* **Task instructions**: Pick out every line in the data below that contains the string "watermark", matching case exactly, and copy each one.

-- Begin Rows --

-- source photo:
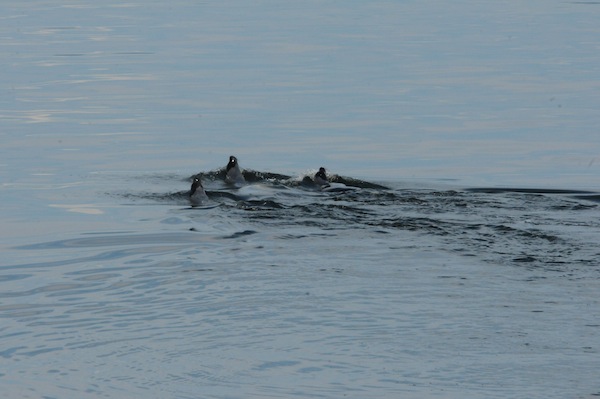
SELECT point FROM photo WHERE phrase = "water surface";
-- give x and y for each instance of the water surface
(457, 258)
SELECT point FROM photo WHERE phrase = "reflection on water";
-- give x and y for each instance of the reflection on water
(459, 255)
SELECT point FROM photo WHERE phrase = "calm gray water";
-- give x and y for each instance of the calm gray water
(456, 257)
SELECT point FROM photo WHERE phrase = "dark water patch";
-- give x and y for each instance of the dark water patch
(519, 226)
(497, 190)
(240, 234)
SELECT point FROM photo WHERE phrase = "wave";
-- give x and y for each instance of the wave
(522, 226)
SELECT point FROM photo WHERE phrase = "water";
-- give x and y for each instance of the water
(457, 257)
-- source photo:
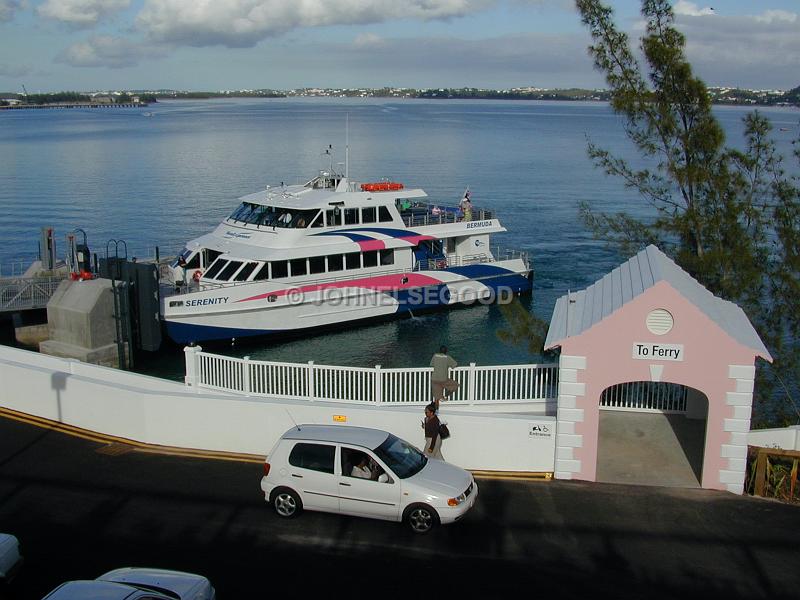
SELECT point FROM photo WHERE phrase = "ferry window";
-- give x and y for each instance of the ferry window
(352, 260)
(194, 263)
(229, 270)
(351, 216)
(303, 218)
(210, 256)
(216, 268)
(245, 272)
(316, 264)
(280, 269)
(371, 258)
(243, 212)
(298, 266)
(333, 217)
(268, 216)
(368, 215)
(335, 262)
(263, 273)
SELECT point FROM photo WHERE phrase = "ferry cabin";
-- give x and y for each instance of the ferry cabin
(332, 251)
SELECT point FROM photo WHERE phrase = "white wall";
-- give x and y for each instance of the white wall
(157, 411)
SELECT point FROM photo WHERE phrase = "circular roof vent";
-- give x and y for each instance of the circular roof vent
(659, 321)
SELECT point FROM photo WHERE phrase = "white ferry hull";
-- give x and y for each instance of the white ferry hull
(269, 308)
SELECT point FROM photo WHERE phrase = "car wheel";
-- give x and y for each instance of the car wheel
(286, 503)
(421, 518)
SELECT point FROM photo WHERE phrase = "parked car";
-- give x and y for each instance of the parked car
(10, 557)
(364, 472)
(137, 584)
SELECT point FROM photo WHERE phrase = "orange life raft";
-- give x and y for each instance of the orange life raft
(383, 186)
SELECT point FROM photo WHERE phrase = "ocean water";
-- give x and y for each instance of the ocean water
(163, 179)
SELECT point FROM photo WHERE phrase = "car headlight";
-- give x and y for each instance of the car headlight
(456, 501)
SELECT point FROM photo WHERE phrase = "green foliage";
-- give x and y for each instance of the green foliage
(730, 218)
(780, 478)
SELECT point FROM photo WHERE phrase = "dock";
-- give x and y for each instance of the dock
(76, 105)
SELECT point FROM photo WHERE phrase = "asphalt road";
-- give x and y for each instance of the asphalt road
(80, 511)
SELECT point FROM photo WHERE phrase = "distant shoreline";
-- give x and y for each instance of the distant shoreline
(544, 97)
(718, 95)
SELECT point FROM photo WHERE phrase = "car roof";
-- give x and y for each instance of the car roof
(177, 582)
(93, 590)
(342, 434)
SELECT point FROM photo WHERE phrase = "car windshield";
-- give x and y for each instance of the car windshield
(401, 457)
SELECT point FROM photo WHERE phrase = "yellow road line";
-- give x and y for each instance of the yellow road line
(137, 446)
(513, 475)
(142, 447)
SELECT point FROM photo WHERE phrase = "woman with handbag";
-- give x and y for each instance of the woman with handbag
(433, 441)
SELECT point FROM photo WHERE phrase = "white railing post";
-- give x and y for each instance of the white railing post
(471, 383)
(310, 380)
(246, 375)
(378, 385)
(192, 357)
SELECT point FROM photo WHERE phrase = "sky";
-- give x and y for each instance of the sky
(55, 45)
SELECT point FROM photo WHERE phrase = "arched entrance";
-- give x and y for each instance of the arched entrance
(651, 433)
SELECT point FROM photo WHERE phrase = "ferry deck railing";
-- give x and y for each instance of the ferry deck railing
(497, 254)
(379, 386)
(421, 216)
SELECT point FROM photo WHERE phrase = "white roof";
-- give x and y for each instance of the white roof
(343, 434)
(300, 197)
(578, 311)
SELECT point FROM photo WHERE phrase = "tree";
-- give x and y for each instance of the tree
(730, 218)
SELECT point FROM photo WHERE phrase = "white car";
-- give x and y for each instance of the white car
(137, 584)
(10, 558)
(364, 472)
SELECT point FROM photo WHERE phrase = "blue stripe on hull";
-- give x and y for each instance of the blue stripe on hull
(184, 333)
(412, 300)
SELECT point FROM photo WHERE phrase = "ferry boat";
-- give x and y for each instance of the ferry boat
(334, 251)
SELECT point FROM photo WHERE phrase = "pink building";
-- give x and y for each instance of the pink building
(650, 328)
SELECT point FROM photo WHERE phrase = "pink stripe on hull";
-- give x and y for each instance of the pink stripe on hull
(367, 245)
(381, 283)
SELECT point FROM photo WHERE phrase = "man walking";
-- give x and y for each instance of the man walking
(441, 383)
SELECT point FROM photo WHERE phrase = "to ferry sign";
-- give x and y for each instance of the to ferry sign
(652, 351)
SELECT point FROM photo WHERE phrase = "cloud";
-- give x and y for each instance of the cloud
(109, 51)
(368, 40)
(7, 70)
(750, 51)
(244, 23)
(7, 9)
(772, 16)
(690, 9)
(81, 13)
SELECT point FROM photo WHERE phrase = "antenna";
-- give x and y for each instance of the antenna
(292, 419)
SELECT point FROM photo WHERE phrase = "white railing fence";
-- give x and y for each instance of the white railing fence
(27, 293)
(478, 385)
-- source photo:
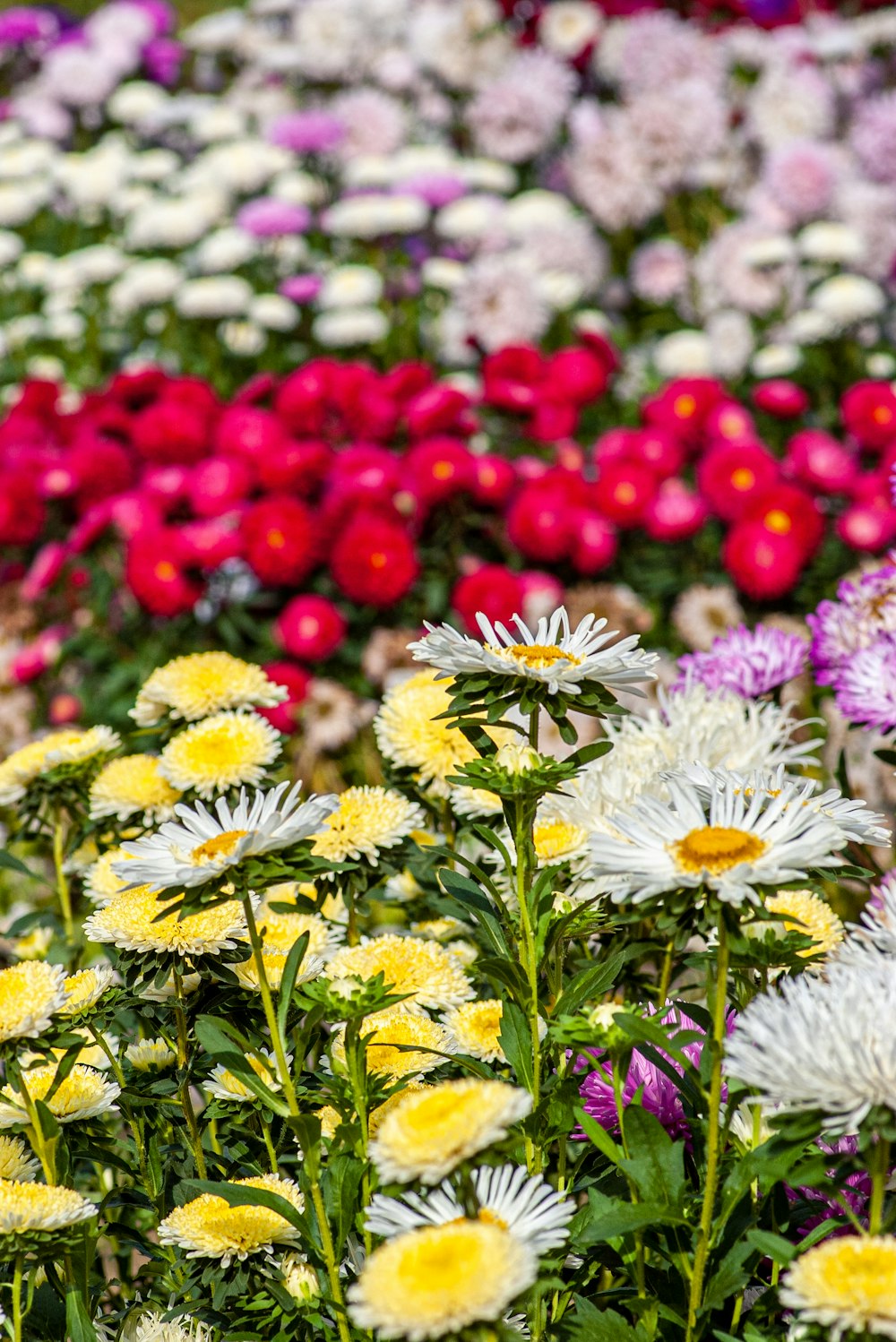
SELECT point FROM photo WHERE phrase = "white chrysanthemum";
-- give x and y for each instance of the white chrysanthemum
(428, 1133)
(210, 1226)
(202, 844)
(558, 657)
(423, 970)
(725, 840)
(227, 751)
(149, 1054)
(31, 994)
(507, 1196)
(132, 786)
(85, 1093)
(845, 1285)
(823, 1045)
(439, 1279)
(194, 686)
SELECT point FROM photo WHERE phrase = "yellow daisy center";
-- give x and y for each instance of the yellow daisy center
(220, 846)
(717, 848)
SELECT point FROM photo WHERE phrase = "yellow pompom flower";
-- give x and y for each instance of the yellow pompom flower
(440, 1279)
(365, 822)
(196, 686)
(69, 746)
(31, 994)
(226, 751)
(400, 1045)
(210, 1226)
(130, 921)
(428, 975)
(809, 914)
(848, 1285)
(132, 786)
(85, 1093)
(428, 1134)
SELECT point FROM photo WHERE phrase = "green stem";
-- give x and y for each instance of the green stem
(329, 1258)
(714, 1126)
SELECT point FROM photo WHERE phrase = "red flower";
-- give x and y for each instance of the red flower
(490, 589)
(868, 409)
(731, 476)
(285, 716)
(763, 563)
(280, 539)
(310, 628)
(373, 561)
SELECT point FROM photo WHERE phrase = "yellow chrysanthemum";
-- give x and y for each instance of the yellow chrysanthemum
(806, 913)
(196, 686)
(133, 786)
(86, 988)
(366, 821)
(400, 1045)
(21, 770)
(847, 1285)
(31, 994)
(424, 970)
(426, 1136)
(226, 751)
(39, 1207)
(440, 1279)
(130, 921)
(85, 1093)
(412, 736)
(16, 1161)
(148, 1054)
(210, 1226)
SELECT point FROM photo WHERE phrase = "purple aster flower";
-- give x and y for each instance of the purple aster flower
(306, 132)
(861, 612)
(750, 662)
(301, 288)
(866, 684)
(659, 1093)
(271, 218)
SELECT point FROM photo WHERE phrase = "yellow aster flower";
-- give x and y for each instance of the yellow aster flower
(69, 746)
(149, 1054)
(16, 1161)
(400, 1045)
(208, 1226)
(428, 1134)
(132, 786)
(440, 1279)
(196, 686)
(366, 821)
(39, 1207)
(226, 751)
(424, 970)
(412, 736)
(130, 921)
(85, 1093)
(809, 914)
(847, 1285)
(31, 994)
(86, 988)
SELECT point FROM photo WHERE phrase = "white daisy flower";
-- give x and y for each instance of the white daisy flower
(200, 844)
(823, 1045)
(507, 1196)
(725, 839)
(558, 657)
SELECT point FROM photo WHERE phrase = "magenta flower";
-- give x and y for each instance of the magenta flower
(750, 662)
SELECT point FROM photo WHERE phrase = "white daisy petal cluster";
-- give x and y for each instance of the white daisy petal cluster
(725, 839)
(202, 844)
(561, 658)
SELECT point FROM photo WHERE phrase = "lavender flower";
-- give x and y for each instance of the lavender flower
(750, 662)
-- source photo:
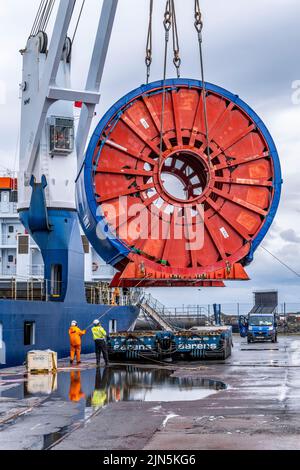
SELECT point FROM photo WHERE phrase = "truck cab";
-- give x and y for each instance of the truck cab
(259, 327)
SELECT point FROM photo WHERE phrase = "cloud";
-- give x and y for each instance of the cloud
(250, 48)
(290, 236)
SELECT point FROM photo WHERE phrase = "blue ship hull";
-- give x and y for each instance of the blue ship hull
(52, 323)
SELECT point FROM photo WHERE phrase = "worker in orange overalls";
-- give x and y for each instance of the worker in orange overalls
(76, 394)
(116, 296)
(75, 341)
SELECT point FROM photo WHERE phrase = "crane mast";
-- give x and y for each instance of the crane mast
(50, 152)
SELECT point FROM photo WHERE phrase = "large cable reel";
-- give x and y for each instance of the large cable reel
(229, 192)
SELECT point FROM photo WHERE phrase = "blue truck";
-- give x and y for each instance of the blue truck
(259, 327)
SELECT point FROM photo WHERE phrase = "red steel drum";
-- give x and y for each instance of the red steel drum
(221, 197)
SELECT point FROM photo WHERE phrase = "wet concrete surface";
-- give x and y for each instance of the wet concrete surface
(250, 401)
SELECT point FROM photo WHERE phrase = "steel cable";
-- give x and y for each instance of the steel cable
(176, 47)
(168, 17)
(149, 59)
(78, 21)
(199, 29)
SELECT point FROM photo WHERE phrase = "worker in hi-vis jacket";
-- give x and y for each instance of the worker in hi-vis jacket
(75, 342)
(100, 335)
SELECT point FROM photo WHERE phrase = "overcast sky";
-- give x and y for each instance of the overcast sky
(251, 48)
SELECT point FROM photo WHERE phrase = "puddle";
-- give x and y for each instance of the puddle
(103, 386)
(90, 390)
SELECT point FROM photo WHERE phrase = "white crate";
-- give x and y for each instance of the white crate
(41, 384)
(41, 361)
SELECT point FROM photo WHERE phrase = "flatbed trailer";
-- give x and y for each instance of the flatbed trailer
(198, 343)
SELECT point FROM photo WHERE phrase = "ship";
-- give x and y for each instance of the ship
(28, 317)
(36, 313)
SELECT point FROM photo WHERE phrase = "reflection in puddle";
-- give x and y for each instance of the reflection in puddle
(96, 388)
(84, 392)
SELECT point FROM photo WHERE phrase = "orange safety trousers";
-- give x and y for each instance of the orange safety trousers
(75, 351)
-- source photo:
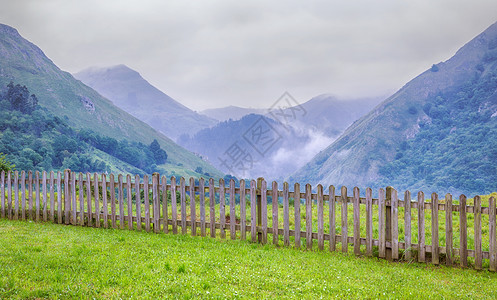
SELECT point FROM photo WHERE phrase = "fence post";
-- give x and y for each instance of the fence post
(259, 209)
(388, 222)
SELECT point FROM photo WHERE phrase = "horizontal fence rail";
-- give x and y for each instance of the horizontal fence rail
(449, 231)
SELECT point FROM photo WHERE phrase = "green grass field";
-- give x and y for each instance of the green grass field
(43, 260)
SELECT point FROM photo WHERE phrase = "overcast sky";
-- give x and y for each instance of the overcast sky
(217, 53)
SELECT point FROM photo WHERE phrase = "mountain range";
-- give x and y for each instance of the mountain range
(437, 133)
(82, 107)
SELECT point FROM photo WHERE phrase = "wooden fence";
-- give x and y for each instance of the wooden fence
(380, 227)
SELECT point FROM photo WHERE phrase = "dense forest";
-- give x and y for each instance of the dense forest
(31, 138)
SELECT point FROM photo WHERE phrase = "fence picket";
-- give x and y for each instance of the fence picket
(44, 195)
(81, 200)
(121, 200)
(308, 216)
(286, 215)
(212, 207)
(407, 226)
(478, 251)
(174, 209)
(320, 203)
(344, 201)
(395, 225)
(182, 191)
(357, 222)
(201, 197)
(16, 195)
(463, 234)
(23, 192)
(243, 212)
(146, 202)
(253, 211)
(232, 210)
(449, 249)
(275, 203)
(165, 216)
(129, 202)
(493, 234)
(193, 213)
(421, 227)
(332, 217)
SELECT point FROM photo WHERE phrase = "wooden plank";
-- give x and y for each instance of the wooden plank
(120, 196)
(30, 195)
(37, 195)
(357, 222)
(9, 195)
(264, 211)
(222, 209)
(395, 225)
(232, 210)
(253, 211)
(129, 199)
(320, 204)
(52, 196)
(343, 200)
(381, 224)
(182, 192)
(112, 188)
(421, 227)
(435, 253)
(212, 207)
(463, 232)
(201, 197)
(16, 195)
(407, 226)
(449, 248)
(146, 202)
(67, 197)
(493, 234)
(174, 209)
(193, 213)
(165, 216)
(286, 215)
(332, 218)
(59, 197)
(243, 211)
(74, 218)
(275, 204)
(369, 222)
(138, 204)
(2, 193)
(23, 192)
(96, 199)
(156, 202)
(104, 201)
(81, 200)
(478, 240)
(44, 195)
(308, 216)
(296, 205)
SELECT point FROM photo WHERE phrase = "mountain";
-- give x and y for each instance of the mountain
(80, 106)
(231, 112)
(128, 90)
(438, 132)
(311, 126)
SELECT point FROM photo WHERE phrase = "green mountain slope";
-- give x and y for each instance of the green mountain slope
(64, 96)
(128, 90)
(436, 132)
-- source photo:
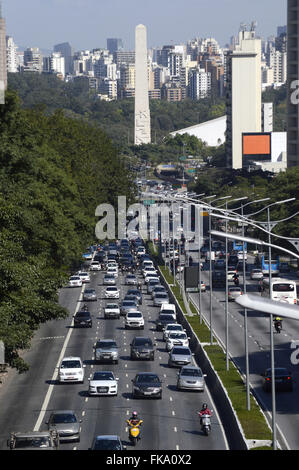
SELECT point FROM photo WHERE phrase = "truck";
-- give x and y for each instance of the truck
(34, 440)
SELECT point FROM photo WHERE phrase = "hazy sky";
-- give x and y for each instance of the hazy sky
(86, 24)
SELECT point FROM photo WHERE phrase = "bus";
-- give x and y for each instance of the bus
(274, 266)
(282, 290)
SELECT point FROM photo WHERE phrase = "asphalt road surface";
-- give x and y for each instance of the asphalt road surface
(169, 424)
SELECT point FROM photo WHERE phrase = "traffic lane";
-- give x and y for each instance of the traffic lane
(24, 393)
(71, 396)
(149, 407)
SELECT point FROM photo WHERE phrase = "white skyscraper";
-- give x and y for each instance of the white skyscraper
(244, 97)
(142, 111)
(11, 55)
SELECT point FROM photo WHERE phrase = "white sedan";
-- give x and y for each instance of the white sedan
(84, 276)
(177, 338)
(103, 383)
(134, 320)
(112, 293)
(75, 281)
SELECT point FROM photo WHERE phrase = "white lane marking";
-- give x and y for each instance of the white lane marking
(55, 374)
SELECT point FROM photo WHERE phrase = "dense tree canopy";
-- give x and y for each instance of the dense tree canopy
(54, 171)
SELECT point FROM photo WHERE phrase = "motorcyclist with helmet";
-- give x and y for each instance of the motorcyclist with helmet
(204, 411)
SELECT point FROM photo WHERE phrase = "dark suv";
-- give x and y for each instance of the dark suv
(142, 348)
(147, 385)
(83, 318)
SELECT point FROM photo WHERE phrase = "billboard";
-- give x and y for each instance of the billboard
(256, 147)
(191, 278)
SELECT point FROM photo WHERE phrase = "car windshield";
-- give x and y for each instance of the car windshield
(71, 364)
(60, 418)
(147, 379)
(103, 376)
(166, 317)
(191, 372)
(107, 444)
(178, 336)
(83, 314)
(184, 351)
(106, 344)
(32, 442)
(142, 342)
(283, 287)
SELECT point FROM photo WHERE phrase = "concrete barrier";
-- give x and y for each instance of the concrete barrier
(233, 430)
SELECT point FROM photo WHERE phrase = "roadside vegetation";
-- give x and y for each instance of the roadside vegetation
(54, 172)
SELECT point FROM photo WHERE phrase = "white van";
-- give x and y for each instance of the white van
(169, 309)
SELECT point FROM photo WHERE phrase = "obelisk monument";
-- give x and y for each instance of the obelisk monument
(142, 112)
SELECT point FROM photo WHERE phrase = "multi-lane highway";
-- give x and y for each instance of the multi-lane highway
(169, 424)
(259, 351)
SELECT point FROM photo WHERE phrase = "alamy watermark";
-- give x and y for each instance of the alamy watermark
(153, 222)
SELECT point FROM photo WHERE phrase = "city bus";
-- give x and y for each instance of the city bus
(282, 290)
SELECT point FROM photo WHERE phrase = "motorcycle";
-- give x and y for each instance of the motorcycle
(134, 431)
(278, 326)
(206, 424)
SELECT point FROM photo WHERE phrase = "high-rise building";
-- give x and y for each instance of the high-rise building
(67, 52)
(142, 111)
(33, 60)
(3, 67)
(114, 45)
(11, 55)
(293, 84)
(243, 95)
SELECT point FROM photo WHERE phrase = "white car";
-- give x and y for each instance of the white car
(172, 328)
(112, 292)
(103, 383)
(148, 270)
(113, 270)
(151, 276)
(84, 276)
(112, 311)
(95, 266)
(71, 369)
(177, 338)
(134, 320)
(75, 281)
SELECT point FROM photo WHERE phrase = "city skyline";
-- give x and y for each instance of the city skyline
(38, 24)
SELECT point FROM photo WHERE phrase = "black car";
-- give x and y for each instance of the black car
(83, 319)
(142, 348)
(147, 385)
(135, 293)
(218, 279)
(163, 320)
(283, 379)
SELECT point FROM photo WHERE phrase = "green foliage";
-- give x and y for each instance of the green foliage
(54, 171)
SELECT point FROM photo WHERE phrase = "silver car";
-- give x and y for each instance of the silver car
(179, 356)
(127, 306)
(106, 350)
(191, 378)
(67, 425)
(109, 280)
(89, 294)
(161, 299)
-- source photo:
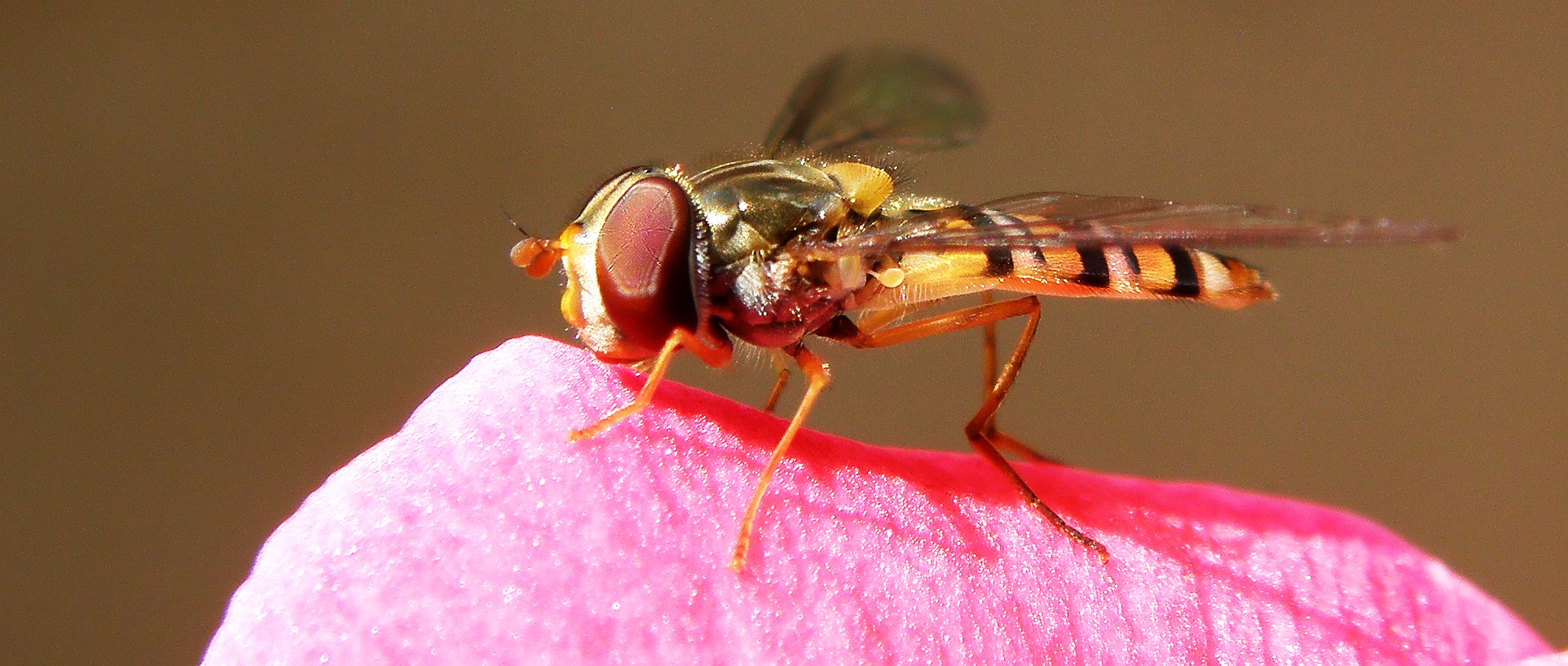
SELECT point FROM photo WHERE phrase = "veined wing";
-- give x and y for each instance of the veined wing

-- End Rows --

* **Right answer**:
SELECT point FROM photo WHERE phrase = "alamy watermark";
-- give x and y for each instance of the alamy watermark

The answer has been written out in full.